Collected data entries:

________________________________________

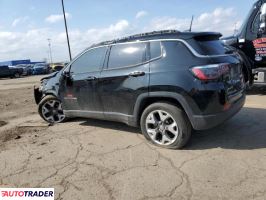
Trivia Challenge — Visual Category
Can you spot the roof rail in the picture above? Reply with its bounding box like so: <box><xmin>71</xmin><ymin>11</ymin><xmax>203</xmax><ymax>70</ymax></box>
<box><xmin>92</xmin><ymin>30</ymin><xmax>180</xmax><ymax>46</ymax></box>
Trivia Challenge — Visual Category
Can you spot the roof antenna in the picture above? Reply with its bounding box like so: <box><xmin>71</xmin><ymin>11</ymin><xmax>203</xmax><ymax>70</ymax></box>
<box><xmin>188</xmin><ymin>15</ymin><xmax>194</xmax><ymax>32</ymax></box>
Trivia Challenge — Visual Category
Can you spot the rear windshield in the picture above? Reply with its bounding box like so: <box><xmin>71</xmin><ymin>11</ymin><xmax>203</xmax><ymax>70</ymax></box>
<box><xmin>198</xmin><ymin>40</ymin><xmax>226</xmax><ymax>55</ymax></box>
<box><xmin>187</xmin><ymin>37</ymin><xmax>229</xmax><ymax>56</ymax></box>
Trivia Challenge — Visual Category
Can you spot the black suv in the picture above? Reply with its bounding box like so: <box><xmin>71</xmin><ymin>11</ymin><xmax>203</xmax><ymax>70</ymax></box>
<box><xmin>35</xmin><ymin>31</ymin><xmax>245</xmax><ymax>149</ymax></box>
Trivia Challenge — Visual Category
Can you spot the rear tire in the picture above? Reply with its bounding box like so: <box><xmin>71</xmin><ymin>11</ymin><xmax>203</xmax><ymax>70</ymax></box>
<box><xmin>140</xmin><ymin>102</ymin><xmax>192</xmax><ymax>149</ymax></box>
<box><xmin>38</xmin><ymin>95</ymin><xmax>66</xmax><ymax>124</ymax></box>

________________________________________

EXERCISE:
Locate every line in the items above that contains the word "roof" and copy each one. Case counts.

TASK OUTPUT:
Can you spot the roof rail in the picture above? Reply with its bounding box like so: <box><xmin>71</xmin><ymin>11</ymin><xmax>203</xmax><ymax>70</ymax></box>
Can you spot the roof antenna in the picture above? Reply with its bounding box like so: <box><xmin>71</xmin><ymin>11</ymin><xmax>203</xmax><ymax>70</ymax></box>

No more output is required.